» **Items**
>> begin
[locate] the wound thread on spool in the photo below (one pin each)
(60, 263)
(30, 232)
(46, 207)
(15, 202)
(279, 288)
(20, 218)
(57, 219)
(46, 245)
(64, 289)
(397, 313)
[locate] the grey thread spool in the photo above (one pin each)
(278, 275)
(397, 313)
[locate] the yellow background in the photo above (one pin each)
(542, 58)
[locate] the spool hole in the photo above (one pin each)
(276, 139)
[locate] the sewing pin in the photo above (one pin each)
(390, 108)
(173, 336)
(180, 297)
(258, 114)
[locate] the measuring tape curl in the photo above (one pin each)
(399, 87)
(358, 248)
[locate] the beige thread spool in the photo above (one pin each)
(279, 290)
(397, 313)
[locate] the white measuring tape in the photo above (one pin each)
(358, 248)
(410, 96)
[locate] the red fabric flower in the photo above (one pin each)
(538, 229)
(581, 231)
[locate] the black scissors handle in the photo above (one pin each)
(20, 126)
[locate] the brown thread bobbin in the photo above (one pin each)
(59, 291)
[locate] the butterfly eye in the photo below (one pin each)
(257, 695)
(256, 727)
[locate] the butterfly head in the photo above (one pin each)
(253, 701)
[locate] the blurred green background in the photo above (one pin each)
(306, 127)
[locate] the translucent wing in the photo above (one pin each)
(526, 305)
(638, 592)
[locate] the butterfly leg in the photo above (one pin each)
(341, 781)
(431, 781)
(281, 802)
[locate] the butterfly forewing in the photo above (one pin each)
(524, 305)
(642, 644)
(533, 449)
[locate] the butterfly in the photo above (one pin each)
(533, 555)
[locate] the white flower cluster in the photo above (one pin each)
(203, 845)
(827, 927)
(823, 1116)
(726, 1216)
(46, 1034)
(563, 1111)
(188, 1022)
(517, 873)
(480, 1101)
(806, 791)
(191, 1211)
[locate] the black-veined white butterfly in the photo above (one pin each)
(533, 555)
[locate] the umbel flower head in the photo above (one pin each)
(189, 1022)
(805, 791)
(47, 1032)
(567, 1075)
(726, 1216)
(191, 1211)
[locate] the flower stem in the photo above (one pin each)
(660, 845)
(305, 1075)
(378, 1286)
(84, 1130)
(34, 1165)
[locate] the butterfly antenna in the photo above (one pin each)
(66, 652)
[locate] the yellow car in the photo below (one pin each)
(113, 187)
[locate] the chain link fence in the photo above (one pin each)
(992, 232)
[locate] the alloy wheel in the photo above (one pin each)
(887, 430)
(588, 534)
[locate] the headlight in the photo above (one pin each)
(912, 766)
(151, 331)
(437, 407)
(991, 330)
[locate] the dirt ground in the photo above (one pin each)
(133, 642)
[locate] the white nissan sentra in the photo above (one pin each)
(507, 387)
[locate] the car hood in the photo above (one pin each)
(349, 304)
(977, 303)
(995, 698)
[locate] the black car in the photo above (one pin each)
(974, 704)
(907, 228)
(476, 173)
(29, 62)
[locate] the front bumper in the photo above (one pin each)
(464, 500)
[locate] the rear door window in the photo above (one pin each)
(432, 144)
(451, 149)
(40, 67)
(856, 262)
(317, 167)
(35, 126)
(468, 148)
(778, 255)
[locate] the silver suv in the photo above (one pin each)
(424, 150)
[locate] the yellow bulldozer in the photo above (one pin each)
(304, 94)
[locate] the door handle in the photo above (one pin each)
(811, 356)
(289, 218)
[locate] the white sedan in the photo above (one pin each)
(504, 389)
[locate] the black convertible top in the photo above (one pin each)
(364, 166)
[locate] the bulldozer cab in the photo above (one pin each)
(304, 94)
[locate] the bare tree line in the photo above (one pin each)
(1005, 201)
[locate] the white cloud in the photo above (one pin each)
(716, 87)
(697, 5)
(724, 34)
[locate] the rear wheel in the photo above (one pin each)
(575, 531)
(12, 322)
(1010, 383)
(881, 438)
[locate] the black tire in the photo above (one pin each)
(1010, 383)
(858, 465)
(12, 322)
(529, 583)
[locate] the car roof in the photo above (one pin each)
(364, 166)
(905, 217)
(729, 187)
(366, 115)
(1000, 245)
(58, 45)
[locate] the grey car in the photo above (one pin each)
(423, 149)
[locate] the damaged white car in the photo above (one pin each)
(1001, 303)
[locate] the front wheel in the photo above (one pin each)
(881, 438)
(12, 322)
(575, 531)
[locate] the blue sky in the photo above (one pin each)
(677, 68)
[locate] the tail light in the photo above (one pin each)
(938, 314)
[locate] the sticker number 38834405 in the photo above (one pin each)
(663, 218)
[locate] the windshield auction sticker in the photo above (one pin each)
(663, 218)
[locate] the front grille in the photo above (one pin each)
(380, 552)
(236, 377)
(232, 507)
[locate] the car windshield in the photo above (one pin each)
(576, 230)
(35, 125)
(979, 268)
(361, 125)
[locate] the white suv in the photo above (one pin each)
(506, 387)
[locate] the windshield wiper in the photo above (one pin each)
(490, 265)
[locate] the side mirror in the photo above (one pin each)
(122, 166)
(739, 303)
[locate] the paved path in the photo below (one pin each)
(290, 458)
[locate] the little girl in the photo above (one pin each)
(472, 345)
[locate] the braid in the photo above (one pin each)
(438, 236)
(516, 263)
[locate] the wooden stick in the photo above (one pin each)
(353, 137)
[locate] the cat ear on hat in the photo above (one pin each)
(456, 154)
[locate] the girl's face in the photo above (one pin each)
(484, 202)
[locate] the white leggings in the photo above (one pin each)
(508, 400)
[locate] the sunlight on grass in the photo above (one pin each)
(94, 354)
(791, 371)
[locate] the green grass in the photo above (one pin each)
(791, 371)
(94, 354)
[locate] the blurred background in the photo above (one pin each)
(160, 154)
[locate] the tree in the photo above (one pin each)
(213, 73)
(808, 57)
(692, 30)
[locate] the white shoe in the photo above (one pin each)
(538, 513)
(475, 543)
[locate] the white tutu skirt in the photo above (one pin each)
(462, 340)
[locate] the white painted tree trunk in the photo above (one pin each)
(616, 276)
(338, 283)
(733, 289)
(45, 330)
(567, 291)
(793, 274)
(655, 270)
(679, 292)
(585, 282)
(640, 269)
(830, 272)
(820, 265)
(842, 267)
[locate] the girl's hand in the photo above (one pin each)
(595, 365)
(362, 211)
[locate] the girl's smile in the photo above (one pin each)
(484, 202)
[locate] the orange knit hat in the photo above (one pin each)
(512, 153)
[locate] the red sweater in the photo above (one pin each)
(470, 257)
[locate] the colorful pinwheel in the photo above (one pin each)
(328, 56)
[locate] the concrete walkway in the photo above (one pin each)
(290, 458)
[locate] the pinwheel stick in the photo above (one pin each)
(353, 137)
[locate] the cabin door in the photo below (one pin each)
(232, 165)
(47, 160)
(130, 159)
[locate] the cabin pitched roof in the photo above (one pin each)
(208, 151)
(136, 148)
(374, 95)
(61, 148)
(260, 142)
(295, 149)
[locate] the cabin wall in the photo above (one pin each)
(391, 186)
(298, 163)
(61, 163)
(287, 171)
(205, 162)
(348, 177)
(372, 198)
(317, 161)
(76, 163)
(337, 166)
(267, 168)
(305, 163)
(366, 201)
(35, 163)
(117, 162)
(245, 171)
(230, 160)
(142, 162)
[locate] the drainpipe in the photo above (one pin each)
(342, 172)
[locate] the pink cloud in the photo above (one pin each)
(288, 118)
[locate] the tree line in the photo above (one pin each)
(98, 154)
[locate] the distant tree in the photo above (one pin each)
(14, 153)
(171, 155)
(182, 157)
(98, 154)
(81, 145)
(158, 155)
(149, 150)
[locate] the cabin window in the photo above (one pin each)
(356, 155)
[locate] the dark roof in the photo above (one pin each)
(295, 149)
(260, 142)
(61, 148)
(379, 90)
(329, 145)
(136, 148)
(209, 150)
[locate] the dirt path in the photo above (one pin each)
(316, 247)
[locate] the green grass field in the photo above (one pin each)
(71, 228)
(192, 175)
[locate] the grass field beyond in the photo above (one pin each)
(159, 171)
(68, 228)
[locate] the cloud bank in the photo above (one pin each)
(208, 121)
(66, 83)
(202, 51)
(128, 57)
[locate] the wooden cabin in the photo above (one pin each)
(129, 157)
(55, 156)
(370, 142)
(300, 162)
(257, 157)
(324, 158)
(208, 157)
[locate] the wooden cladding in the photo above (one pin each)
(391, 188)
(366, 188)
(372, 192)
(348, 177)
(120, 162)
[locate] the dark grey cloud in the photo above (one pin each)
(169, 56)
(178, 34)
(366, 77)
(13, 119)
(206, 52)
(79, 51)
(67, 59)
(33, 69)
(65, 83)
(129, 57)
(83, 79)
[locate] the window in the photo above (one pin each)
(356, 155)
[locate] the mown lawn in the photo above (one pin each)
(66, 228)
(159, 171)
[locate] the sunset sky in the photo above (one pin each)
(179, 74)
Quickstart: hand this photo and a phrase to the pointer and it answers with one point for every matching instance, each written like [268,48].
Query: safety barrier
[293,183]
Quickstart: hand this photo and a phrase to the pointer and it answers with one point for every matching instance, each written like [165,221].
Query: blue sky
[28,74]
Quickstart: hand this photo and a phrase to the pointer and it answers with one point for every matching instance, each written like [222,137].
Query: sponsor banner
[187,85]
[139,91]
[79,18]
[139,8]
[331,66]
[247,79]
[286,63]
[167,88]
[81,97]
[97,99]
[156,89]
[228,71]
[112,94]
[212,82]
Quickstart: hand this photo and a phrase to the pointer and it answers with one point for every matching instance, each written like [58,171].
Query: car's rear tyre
>> end
» **Requirements**
Repeat only what runs from the line holding "[locate] the distant" to the end of the data, keeping every line exactly as written, first and last included.

» **Written reply**
[locate] the distant tree in the photo above (one pin each)
(14, 153)
(171, 155)
(182, 157)
(98, 154)
(81, 145)
(158, 155)
(149, 150)
[locate] the cabin window in the photo above (one pin each)
(356, 155)
[locate] the dark roof in the photo above (one pin each)
(295, 149)
(260, 142)
(61, 148)
(379, 90)
(329, 145)
(136, 148)
(209, 150)
[locate] the dirt path in the photo above (one pin each)
(316, 247)
[locate] the green grass field in the photo above (one pin each)
(71, 228)
(192, 175)
[locate] the grass field beyond in the photo above (one pin each)
(159, 171)
(68, 228)
[locate] the cloud bank in the photo above (one pin each)
(208, 121)
(66, 83)
(202, 51)
(128, 57)
[locate] the wooden cabin in the photo above (one pin each)
(129, 157)
(55, 156)
(370, 142)
(300, 162)
(257, 157)
(324, 158)
(208, 157)
[locate] the wooden cladding in the photo above (one pin each)
(391, 188)
(366, 188)
(372, 192)
(348, 177)
(120, 162)
[locate] the dark grey cloud in the photo above (one pin each)
(169, 56)
(178, 34)
(366, 77)
(13, 119)
(206, 52)
(79, 51)
(67, 59)
(33, 69)
(65, 83)
(129, 57)
(83, 79)
[locate] the window in the photo above (one pin each)
(356, 155)
[locate] the mown lawn in the photo above (one pin each)
(66, 228)
(159, 171)
[locate] the sunset sky in the photo above (one pin each)
(179, 74)
Quickstart: hand this photo and a phrase to the pointer and it answers with one point for every matching instance, each written like [268,48].
Query: safety barrier
[293,183]
Quickstart: hand this photo and a phrase to the pointer and it answers with one point for every matching instance, each written like [165,221].
Query: blue sky
[28,74]
Quickstart: hand this photo and a phrase to the pointer and it answers with one point for every matching instance, each written like [222,137].
Query: sponsor banner
[187,85]
[139,91]
[79,18]
[139,8]
[331,66]
[247,79]
[286,63]
[167,88]
[81,97]
[97,99]
[156,89]
[228,71]
[112,94]
[212,82]
Quickstart: hand this photo and a phrase to the pointer and it answers with one point for every matching instance, each written like [58,171].
Query: car's rear tyre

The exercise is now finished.